====== Information given ======
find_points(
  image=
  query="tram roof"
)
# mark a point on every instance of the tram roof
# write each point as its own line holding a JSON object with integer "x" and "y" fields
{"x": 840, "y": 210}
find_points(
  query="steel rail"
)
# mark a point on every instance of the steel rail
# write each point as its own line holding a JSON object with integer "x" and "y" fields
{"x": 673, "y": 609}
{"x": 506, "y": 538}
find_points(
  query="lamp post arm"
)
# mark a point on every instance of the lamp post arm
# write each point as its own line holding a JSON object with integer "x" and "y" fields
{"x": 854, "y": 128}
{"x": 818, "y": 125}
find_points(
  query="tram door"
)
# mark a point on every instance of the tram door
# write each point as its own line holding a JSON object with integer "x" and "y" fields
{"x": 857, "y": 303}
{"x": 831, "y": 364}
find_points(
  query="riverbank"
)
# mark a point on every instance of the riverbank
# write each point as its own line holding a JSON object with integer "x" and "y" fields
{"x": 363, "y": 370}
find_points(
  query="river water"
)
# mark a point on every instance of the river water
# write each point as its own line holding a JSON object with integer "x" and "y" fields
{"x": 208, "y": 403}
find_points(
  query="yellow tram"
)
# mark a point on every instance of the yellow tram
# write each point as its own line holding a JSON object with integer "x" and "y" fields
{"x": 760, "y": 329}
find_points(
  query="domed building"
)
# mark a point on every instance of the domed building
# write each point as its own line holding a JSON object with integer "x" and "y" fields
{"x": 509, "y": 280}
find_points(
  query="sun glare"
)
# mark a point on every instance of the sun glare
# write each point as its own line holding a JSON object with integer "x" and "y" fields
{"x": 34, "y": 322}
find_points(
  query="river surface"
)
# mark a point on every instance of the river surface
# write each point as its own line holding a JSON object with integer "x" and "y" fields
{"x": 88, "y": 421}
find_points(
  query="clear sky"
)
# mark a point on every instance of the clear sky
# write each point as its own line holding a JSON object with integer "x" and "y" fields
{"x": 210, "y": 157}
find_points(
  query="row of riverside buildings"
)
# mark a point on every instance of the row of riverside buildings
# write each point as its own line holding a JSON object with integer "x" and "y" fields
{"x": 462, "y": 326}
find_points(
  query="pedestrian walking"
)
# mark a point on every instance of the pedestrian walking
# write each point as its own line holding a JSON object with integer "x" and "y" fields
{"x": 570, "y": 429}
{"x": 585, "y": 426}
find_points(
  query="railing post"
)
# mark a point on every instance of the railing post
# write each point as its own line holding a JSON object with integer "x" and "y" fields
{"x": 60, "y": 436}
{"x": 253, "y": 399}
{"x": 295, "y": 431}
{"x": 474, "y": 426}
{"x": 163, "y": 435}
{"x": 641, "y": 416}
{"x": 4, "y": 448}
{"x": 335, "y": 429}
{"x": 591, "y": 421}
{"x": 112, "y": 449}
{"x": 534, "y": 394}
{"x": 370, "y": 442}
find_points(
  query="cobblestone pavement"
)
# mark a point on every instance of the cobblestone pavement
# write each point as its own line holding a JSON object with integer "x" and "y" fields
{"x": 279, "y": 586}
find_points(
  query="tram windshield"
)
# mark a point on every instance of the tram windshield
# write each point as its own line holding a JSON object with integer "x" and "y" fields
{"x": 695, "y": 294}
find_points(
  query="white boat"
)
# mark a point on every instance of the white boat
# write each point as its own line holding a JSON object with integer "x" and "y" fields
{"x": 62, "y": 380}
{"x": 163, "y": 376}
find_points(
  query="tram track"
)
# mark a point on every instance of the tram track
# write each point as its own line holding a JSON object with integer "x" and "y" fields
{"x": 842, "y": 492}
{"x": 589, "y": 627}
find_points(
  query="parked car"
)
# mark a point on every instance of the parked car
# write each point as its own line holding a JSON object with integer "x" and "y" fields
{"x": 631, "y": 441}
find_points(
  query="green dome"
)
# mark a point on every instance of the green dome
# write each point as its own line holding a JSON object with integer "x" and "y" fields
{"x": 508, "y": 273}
======
Filter the records for lines holding the string "glare". Copy each one.

  query="sun glare"
# mark a point on every instance of the sun glare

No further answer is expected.